**Directions**
Within the records below, find each line with the word "white" and copy it out.

**Information shown**

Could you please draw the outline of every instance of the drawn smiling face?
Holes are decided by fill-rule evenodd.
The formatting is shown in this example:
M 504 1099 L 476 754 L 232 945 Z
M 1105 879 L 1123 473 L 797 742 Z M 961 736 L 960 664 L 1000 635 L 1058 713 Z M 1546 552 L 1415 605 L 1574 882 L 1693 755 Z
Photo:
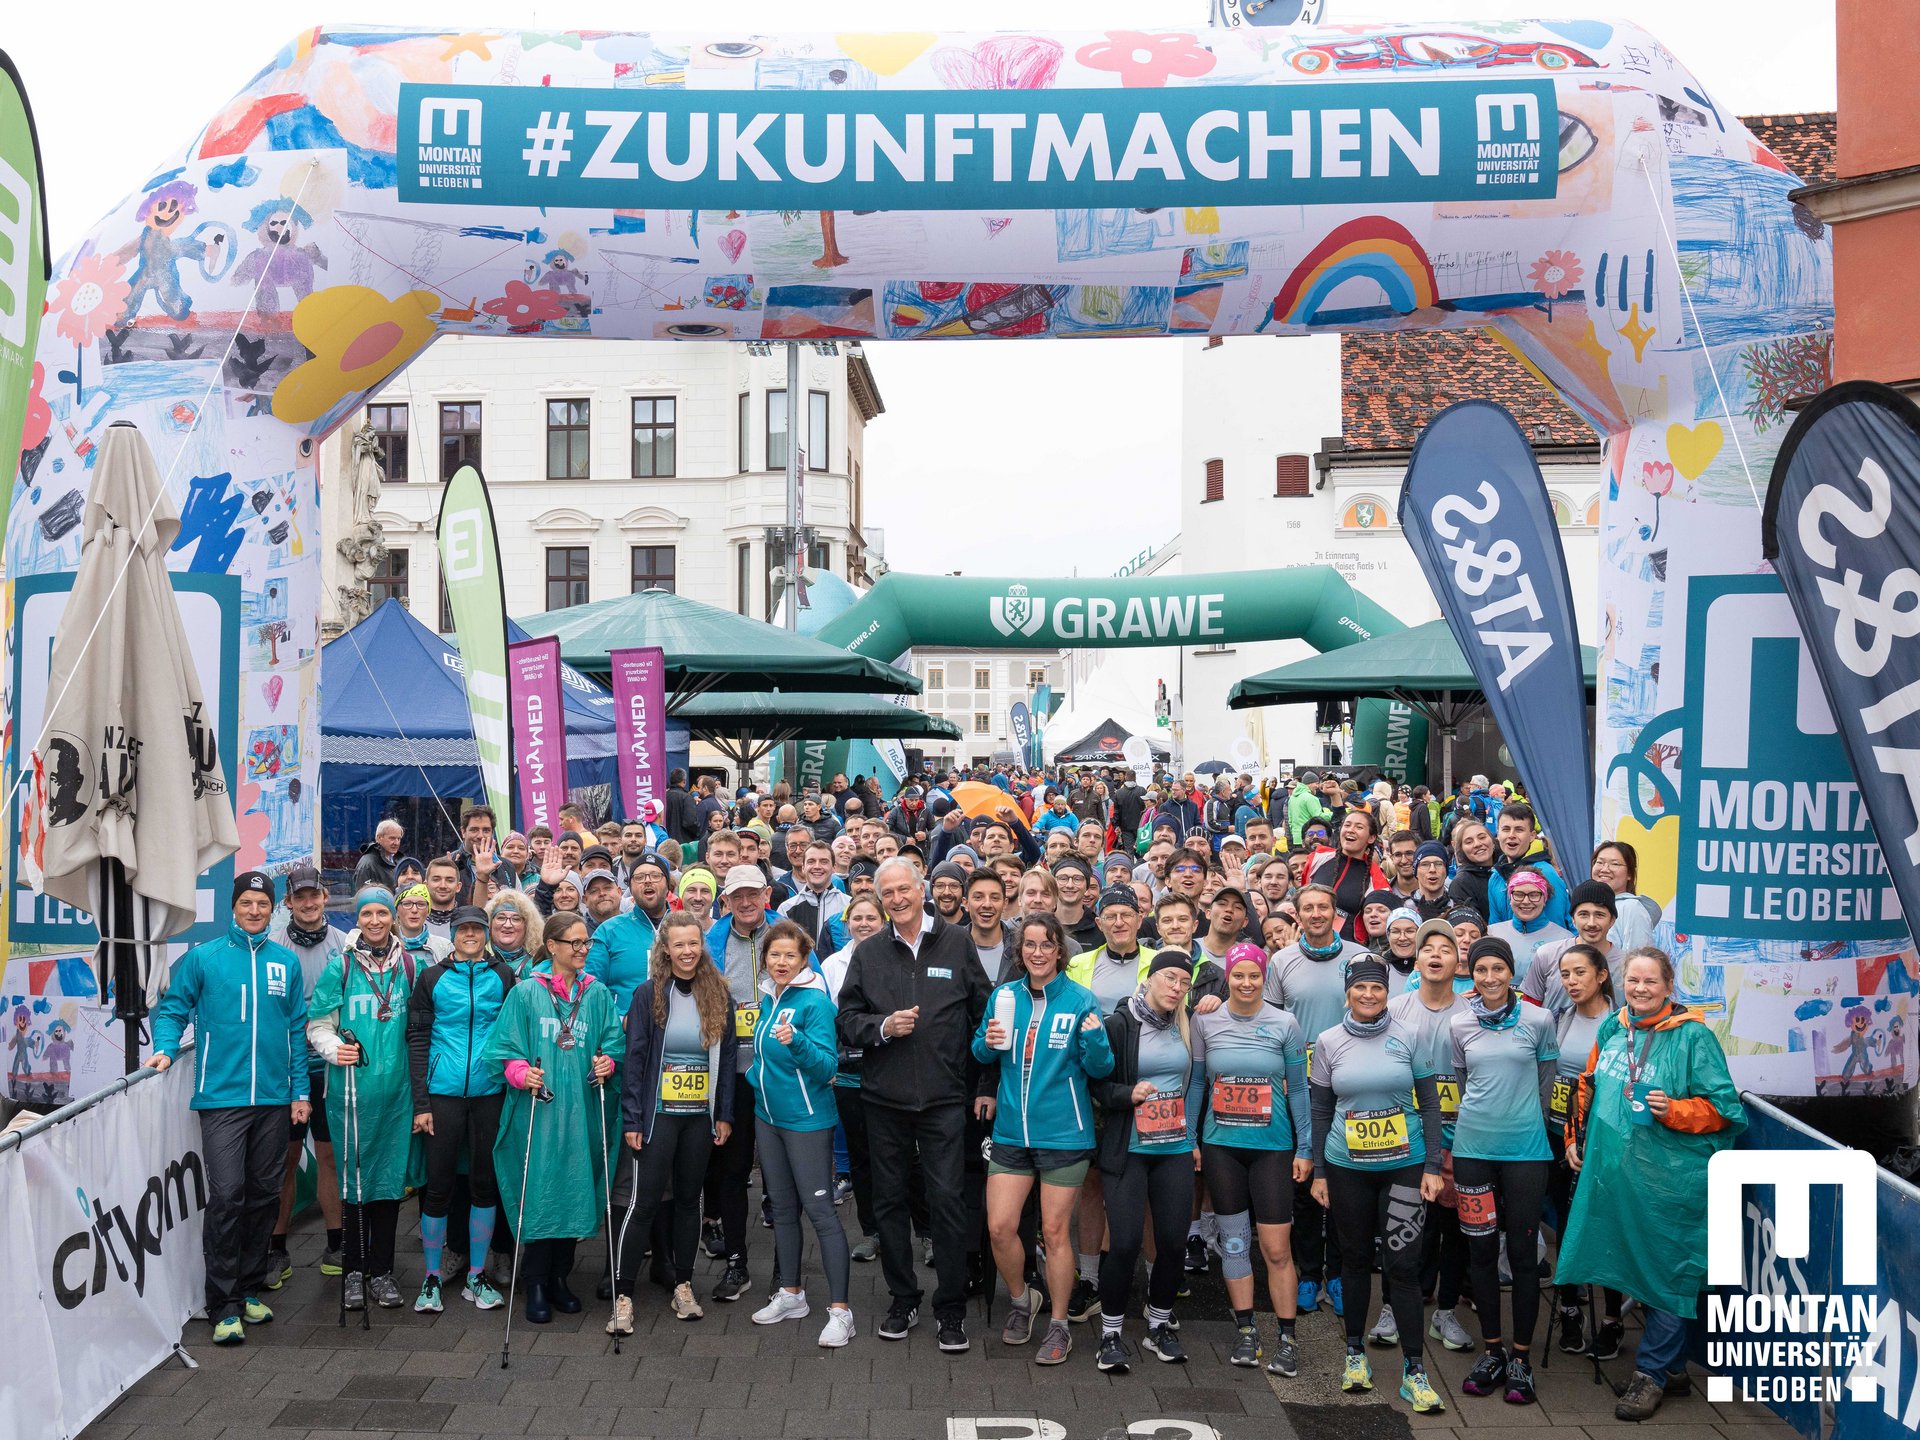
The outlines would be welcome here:
M 258 233 L 261 241 L 265 244 L 291 245 L 293 243 L 293 217 L 290 215 L 275 215 L 260 227 Z
M 185 213 L 180 208 L 180 202 L 169 195 L 154 202 L 153 209 L 147 212 L 147 224 L 155 230 L 171 230 L 180 223 Z

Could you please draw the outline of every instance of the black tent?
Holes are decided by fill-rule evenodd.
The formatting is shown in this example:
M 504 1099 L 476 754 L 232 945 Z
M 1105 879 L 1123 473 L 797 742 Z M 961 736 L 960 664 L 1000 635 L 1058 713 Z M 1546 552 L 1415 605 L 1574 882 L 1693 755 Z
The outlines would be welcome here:
M 1071 745 L 1063 745 L 1053 752 L 1056 765 L 1123 765 L 1126 763 L 1121 750 L 1131 734 L 1120 728 L 1112 720 L 1102 720 L 1092 732 L 1081 736 Z M 1157 761 L 1171 759 L 1173 752 L 1151 735 L 1144 737 L 1153 748 L 1153 758 Z

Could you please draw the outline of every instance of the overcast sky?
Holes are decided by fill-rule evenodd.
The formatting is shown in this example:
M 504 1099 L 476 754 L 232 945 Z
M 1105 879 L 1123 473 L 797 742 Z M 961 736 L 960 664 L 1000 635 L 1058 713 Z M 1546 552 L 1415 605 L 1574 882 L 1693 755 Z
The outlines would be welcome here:
M 1895 0 L 1896 8 L 1907 0 Z M 33 99 L 56 253 L 184 144 L 302 25 L 452 29 L 1105 29 L 1204 22 L 1206 0 L 341 0 L 337 12 L 177 0 L 6 4 L 0 45 Z M 1833 0 L 1329 0 L 1327 18 L 1624 15 L 1724 108 L 1834 103 Z M 1285 340 L 1274 344 L 1284 345 Z M 887 413 L 868 432 L 868 520 L 904 570 L 1105 573 L 1179 525 L 1179 342 L 876 344 Z

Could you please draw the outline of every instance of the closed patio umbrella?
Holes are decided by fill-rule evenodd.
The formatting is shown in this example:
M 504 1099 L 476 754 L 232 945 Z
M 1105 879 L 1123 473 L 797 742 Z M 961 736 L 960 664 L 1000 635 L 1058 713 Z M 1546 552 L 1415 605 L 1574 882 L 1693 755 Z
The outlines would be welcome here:
M 164 988 L 154 946 L 191 927 L 203 870 L 240 848 L 212 718 L 167 575 L 180 513 L 146 439 L 107 428 L 87 491 L 80 568 L 53 637 L 32 757 L 41 890 L 90 912 L 127 1025 Z

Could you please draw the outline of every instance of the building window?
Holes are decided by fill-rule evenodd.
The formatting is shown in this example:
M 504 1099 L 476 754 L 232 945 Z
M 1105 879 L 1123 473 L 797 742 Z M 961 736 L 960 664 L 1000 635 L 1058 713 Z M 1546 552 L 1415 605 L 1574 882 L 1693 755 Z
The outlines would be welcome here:
M 1393 511 L 1377 495 L 1356 495 L 1340 512 L 1342 530 L 1385 530 L 1393 524 Z
M 993 668 L 991 666 L 976 665 L 973 667 L 973 688 L 976 690 L 991 690 L 993 688 Z
M 1027 686 L 1029 689 L 1038 689 L 1040 686 L 1046 683 L 1047 683 L 1047 671 L 1044 665 L 1035 665 L 1028 669 Z
M 453 602 L 447 598 L 447 582 L 444 577 L 440 581 L 440 633 L 453 634 Z
M 807 469 L 826 472 L 827 456 L 831 448 L 827 444 L 828 397 L 824 390 L 807 392 Z
M 390 599 L 398 600 L 402 605 L 408 603 L 407 562 L 411 558 L 405 550 L 388 550 L 380 561 L 380 568 L 367 577 L 367 590 L 373 596 L 376 608 Z
M 1209 335 L 1207 337 L 1207 349 L 1209 350 L 1217 350 L 1226 343 L 1227 342 L 1222 340 L 1218 335 Z
M 833 568 L 833 547 L 824 540 L 816 540 L 807 547 L 807 568 L 809 570 L 830 570 Z
M 633 593 L 665 590 L 673 593 L 674 553 L 671 545 L 635 545 L 632 557 Z
M 547 401 L 547 478 L 585 480 L 593 473 L 591 406 L 585 400 Z
M 753 396 L 746 391 L 740 392 L 740 473 L 746 474 L 753 468 L 749 460 L 752 445 L 748 436 L 753 433 Z
M 984 710 L 974 711 L 973 733 L 976 735 L 991 735 L 993 733 L 993 717 Z
M 390 485 L 407 479 L 407 416 L 405 405 L 369 405 L 367 423 L 373 427 L 374 443 L 380 447 L 380 469 Z
M 733 603 L 739 613 L 748 613 L 753 601 L 753 542 L 742 540 L 733 547 Z
M 547 609 L 587 603 L 587 547 L 553 545 L 547 549 Z
M 787 468 L 787 392 L 767 391 L 767 469 Z
M 643 395 L 633 402 L 633 478 L 664 480 L 673 475 L 674 402 L 665 395 Z
M 927 667 L 927 689 L 944 690 L 947 688 L 947 667 L 929 665 Z
M 480 406 L 475 402 L 440 407 L 440 478 L 451 480 L 462 465 L 480 464 Z
M 1204 504 L 1210 500 L 1223 500 L 1227 494 L 1227 462 L 1224 460 L 1207 461 L 1207 489 L 1200 497 Z
M 1282 500 L 1304 500 L 1313 493 L 1312 462 L 1304 455 L 1279 455 L 1273 462 L 1273 493 Z

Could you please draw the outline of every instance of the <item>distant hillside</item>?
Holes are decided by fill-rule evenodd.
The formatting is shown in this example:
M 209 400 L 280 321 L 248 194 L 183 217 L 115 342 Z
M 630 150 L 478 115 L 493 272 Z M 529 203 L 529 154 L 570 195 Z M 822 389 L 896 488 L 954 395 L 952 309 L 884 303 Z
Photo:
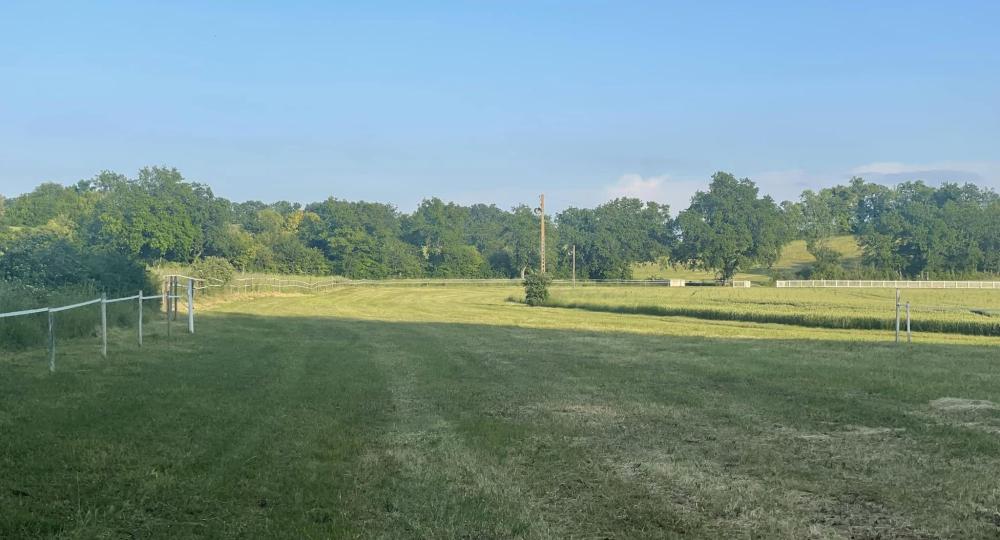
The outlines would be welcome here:
M 837 236 L 830 241 L 831 247 L 844 255 L 844 265 L 853 265 L 861 259 L 861 247 L 854 236 Z M 781 258 L 770 270 L 767 268 L 755 268 L 746 273 L 736 275 L 735 279 L 746 279 L 756 282 L 767 282 L 770 272 L 784 270 L 796 272 L 803 267 L 812 264 L 816 259 L 806 251 L 805 240 L 794 240 L 785 245 L 781 250 Z M 708 280 L 714 279 L 711 272 L 699 272 L 688 270 L 687 268 L 673 268 L 669 263 L 640 263 L 633 268 L 635 279 L 691 279 Z

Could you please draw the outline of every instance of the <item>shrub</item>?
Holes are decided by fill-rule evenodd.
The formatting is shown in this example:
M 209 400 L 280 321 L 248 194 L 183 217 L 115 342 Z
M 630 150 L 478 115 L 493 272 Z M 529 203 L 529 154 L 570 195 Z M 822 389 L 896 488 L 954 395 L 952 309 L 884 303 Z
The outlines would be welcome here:
M 552 278 L 545 274 L 528 274 L 524 278 L 524 301 L 529 306 L 541 306 L 549 299 Z
M 212 285 L 224 285 L 233 280 L 236 268 L 222 257 L 205 257 L 191 265 L 191 273 L 194 277 L 211 282 Z
M 112 296 L 151 290 L 146 268 L 134 259 L 51 231 L 30 231 L 0 242 L 0 280 L 46 291 L 82 287 Z

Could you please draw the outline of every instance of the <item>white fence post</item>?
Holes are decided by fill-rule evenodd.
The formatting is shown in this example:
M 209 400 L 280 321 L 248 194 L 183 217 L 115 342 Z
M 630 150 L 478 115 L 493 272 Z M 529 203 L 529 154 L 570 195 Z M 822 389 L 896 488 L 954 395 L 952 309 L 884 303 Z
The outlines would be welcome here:
M 139 346 L 142 347 L 142 291 L 139 291 Z
M 896 289 L 896 343 L 899 343 L 899 289 Z
M 56 316 L 55 313 L 52 313 L 52 310 L 49 310 L 48 313 L 49 313 L 49 372 L 55 373 L 56 371 L 56 318 L 55 317 Z
M 108 357 L 108 294 L 101 293 L 101 356 Z
M 173 287 L 174 278 L 167 279 L 167 292 L 163 295 L 163 298 L 167 301 L 167 338 L 170 338 L 170 306 L 173 305 L 173 300 L 170 298 L 170 289 Z
M 194 333 L 194 280 L 188 279 L 188 333 Z
M 177 306 L 180 305 L 180 298 L 178 298 L 178 296 L 180 296 L 180 294 L 178 294 L 180 292 L 178 290 L 180 289 L 180 282 L 181 282 L 180 278 L 174 276 L 173 286 L 172 286 L 173 292 L 170 293 L 170 296 L 173 297 L 172 302 L 174 303 L 173 311 L 171 313 L 173 314 L 173 318 L 175 321 L 177 320 Z

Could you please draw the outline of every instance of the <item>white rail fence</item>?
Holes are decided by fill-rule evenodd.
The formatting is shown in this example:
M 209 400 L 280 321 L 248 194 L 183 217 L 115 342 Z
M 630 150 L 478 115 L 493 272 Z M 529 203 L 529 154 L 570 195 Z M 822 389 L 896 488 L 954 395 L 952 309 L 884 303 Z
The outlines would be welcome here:
M 862 289 L 1000 289 L 1000 281 L 878 281 L 867 279 L 803 279 L 777 281 L 778 287 L 851 287 Z
M 108 304 L 116 304 L 119 302 L 130 302 L 136 301 L 138 308 L 138 319 L 137 319 L 137 340 L 140 347 L 142 347 L 142 336 L 143 336 L 143 301 L 144 300 L 161 300 L 163 306 L 165 306 L 165 318 L 167 323 L 167 336 L 170 336 L 170 322 L 172 320 L 177 320 L 177 301 L 182 298 L 179 294 L 179 284 L 180 279 L 184 278 L 187 280 L 186 286 L 186 300 L 187 300 L 187 327 L 188 333 L 194 333 L 194 294 L 198 289 L 204 289 L 205 286 L 198 286 L 196 283 L 203 282 L 204 280 L 193 278 L 189 276 L 181 275 L 171 275 L 164 276 L 164 286 L 162 294 L 145 295 L 143 291 L 138 291 L 137 294 L 132 296 L 123 296 L 121 298 L 108 298 L 107 295 L 102 294 L 100 298 L 95 298 L 93 300 L 86 300 L 76 304 L 70 304 L 68 306 L 57 306 L 57 307 L 44 307 L 35 309 L 25 309 L 21 311 L 12 311 L 9 313 L 0 313 L 0 319 L 8 319 L 13 317 L 27 317 L 32 315 L 39 315 L 42 313 L 48 316 L 48 334 L 46 338 L 46 346 L 48 348 L 48 358 L 49 358 L 49 371 L 56 370 L 56 314 L 63 311 L 70 311 L 73 309 L 80 309 L 87 306 L 98 305 L 100 307 L 100 321 L 101 321 L 101 356 L 104 358 L 108 357 Z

**Exercise response**
Could you please draw the outline of every instance of the <item>white fence post</item>?
Could you please draw the outline of every instance of the <item>white rail fence</item>?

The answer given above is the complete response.